-- START OF Excerpt --

This U1253B battery icon has these reaction.
Keysight Stock.                  Agilent Modded.
9.40v full battery bars,      8.1v full battery bars,
9.3 to 9.0v 3 bars,.             8.0 to 7.7v 3 bars,
8.9 to 8.3v 2 bars,.             7.6 to 7.2v 2 bars,
8.2 to 7.3v 1 bar,.               6.65v shows 1 battery bar then turn off.
7.26v "X" in battery,
Works ok down till 5.7v,
At 5.6v the numbers jump around,


Clearly the two meters have different firmware and possibly hardware changes.

--- End quote ---
Maybe, but I kinda doubt it.

The big changes (which were still little) were between the U1253A to U1253B. AFAIK there are no differences between an Agilent ’53B and a Keysight ’53B, other than the housing colors and boot logo. (And included accessories.)

The ’53A is designed for 7.2V NiMH, while the ’53B is designed for both 7.2V and 8.4V NiMH batteries. The ’53A and Agilent-branded ’53B’s shipped with 7.2V batteries, while Keysight-branded ’53B’s shipped with 8.4V ones.

In the ’53B, you can select the battery type in the settings, so that the battery indicator will be more accurate.

It might be interesting to set your Keysight ’53B to 7.2V battery and then repeat your testing.

gamalot:

--- Quote from: --Oz-- on December 12, 2022, 06:30:43 pm ---Will try and test my modded meter tomorrow.

The three IC's have very low idle current, total for the three is around 5uA.

-- END OF Excerpt --

▶ [Given exercise 1] Can you reproduce, word for word, the stretch of the multimeter battery discussion from "The ’53A is" through "repeat your testing."?

-- START OF Dataset records --

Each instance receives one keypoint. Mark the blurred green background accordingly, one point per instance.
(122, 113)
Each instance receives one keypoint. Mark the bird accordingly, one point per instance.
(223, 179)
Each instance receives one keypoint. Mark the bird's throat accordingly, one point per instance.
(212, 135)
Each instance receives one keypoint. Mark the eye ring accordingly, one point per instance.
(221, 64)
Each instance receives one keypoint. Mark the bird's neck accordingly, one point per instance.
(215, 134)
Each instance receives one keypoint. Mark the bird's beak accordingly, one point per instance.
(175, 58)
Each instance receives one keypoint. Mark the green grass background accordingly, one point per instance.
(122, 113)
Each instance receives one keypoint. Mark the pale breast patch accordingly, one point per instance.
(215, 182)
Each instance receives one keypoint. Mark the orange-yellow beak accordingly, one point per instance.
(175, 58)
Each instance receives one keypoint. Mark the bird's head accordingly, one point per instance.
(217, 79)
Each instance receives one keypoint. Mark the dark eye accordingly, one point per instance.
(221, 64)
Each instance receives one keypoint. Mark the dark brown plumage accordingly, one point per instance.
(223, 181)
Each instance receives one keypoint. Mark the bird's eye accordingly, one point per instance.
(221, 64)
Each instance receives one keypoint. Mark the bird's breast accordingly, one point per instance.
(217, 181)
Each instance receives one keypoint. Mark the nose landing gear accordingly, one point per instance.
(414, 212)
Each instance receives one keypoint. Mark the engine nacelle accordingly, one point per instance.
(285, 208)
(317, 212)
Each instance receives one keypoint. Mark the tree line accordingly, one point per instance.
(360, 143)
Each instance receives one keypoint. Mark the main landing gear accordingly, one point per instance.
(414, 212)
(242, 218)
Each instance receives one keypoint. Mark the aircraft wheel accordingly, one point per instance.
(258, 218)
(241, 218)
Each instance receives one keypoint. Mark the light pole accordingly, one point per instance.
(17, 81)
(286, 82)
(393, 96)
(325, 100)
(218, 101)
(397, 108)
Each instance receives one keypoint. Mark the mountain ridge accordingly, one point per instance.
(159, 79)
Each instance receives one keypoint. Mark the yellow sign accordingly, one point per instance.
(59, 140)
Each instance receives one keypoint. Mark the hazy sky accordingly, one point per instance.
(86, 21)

-- END OF Dataset records --
-- START OF Dataset records --

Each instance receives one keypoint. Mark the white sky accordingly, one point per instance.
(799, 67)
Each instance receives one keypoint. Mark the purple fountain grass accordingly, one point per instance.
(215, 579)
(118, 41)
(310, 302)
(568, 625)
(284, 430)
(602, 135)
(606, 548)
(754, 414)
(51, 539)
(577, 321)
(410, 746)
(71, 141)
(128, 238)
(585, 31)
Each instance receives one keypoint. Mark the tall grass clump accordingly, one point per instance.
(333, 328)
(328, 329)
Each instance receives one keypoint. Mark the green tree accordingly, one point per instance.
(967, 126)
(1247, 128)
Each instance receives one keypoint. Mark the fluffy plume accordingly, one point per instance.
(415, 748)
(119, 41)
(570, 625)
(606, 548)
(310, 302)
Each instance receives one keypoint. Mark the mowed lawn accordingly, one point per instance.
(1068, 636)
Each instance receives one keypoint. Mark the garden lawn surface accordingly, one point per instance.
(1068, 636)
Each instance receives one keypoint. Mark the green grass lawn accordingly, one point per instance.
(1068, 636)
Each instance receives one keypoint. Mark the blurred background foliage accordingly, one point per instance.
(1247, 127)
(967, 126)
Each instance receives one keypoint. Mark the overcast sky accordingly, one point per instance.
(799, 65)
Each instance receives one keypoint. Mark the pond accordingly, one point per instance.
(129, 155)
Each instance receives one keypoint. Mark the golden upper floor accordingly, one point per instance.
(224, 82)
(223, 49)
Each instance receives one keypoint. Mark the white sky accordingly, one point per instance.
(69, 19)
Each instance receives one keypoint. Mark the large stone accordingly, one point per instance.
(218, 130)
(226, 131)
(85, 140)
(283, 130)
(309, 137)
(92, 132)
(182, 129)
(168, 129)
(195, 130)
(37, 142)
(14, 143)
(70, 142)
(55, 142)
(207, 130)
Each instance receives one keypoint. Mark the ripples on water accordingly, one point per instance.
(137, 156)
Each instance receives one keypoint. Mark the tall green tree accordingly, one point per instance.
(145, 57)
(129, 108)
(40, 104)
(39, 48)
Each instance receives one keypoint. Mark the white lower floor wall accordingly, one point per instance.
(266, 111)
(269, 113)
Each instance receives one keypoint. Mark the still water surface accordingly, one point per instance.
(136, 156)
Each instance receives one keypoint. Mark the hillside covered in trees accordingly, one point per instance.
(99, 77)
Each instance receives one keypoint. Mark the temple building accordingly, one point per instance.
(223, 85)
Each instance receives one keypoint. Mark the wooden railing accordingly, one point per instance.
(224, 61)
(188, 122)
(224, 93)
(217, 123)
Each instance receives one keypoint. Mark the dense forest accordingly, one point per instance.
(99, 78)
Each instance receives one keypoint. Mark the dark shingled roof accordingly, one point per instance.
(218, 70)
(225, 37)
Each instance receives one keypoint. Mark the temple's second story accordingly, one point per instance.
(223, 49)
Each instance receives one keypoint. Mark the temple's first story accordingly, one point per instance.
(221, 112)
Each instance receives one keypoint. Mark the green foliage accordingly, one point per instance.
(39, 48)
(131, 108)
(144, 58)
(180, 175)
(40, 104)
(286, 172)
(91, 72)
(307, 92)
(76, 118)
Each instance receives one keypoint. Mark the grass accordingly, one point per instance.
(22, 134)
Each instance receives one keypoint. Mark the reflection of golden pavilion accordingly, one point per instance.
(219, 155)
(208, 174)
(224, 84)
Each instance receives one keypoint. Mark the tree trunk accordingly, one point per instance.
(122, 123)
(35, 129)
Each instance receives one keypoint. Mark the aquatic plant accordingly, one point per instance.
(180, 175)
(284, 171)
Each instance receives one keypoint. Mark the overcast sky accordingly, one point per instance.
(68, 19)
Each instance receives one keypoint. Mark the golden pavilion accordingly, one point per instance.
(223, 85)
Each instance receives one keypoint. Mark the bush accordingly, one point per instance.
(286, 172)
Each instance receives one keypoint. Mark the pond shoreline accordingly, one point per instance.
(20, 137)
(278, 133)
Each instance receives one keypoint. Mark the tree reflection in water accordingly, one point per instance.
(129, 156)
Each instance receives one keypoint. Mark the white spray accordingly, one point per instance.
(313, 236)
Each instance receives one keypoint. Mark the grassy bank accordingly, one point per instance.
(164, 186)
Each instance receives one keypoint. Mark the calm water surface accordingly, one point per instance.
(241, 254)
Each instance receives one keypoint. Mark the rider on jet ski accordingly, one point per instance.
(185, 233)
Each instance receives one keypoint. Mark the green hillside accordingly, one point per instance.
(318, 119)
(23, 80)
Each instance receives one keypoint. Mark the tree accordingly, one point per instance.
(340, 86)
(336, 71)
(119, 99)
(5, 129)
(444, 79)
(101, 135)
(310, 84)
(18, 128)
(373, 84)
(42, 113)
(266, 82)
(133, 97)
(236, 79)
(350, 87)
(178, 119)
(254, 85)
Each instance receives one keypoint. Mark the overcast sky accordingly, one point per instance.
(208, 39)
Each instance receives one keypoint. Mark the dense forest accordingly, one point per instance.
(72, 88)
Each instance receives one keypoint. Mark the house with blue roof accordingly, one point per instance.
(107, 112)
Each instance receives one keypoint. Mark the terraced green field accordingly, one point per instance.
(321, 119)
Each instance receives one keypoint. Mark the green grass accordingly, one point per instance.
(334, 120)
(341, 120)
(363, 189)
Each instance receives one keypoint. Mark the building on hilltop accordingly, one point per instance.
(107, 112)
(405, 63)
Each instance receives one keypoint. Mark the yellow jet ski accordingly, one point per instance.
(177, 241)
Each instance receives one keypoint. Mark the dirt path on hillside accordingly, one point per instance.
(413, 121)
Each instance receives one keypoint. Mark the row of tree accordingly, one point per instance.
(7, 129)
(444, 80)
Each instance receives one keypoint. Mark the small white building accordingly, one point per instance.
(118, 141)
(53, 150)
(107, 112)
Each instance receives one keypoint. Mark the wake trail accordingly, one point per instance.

-- END OF Dataset records --
-- START OF Dataset records --

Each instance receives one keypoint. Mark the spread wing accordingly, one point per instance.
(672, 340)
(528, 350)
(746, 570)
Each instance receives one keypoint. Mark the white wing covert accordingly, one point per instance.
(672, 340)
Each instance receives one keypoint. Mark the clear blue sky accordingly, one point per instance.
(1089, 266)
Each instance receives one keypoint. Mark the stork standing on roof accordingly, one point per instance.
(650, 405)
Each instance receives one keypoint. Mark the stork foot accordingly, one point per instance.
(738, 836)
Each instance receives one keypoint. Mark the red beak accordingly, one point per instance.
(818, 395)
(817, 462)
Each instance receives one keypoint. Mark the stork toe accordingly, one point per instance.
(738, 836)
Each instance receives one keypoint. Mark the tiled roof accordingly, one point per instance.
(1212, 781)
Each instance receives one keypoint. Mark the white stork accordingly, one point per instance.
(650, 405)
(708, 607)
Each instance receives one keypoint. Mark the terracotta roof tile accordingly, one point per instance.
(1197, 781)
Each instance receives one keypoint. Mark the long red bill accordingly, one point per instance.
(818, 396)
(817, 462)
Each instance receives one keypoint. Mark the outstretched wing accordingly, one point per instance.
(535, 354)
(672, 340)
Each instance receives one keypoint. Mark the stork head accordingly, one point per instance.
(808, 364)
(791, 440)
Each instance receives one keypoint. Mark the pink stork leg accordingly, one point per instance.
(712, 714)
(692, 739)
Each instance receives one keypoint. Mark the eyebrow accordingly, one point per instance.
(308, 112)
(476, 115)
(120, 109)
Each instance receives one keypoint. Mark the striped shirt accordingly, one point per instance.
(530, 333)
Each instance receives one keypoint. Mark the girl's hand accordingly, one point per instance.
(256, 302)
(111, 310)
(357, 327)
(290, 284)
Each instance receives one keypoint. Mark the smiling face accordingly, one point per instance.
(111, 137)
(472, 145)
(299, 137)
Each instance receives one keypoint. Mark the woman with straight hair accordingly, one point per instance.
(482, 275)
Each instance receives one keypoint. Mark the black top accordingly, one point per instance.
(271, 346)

-- END OF Dataset records --

▶ [Given exercise 2] Which lines in the rows above contain the word "building"? List every one of them.

▶ [Task result 1]
The ’53A is designed for 7.2V NiMH, while the ’53B is designed for both 7.2V and 8.4V NiMH batteries. The ’53A and Agilent-branded ’53B’s shipped with 7.2V batteries, while Keysight-branded ’53B’s shipped with 8.4V ones.

In the ’53B, you can select the battery type in the settings, so that the battery indicator will be more accurate.

It might be interesting to set your Keysight ’53B to 7.2V battery and then repeat your testing.

▶ [Task result 2]
Each instance receives one keypoint. Mark the temple building accordingly, one point per instance.
Each instance receives one keypoint. Mark the building on hilltop accordingly, one point per instance.
Each instance receives one keypoint. Mark the small white building accordingly, one point per instance.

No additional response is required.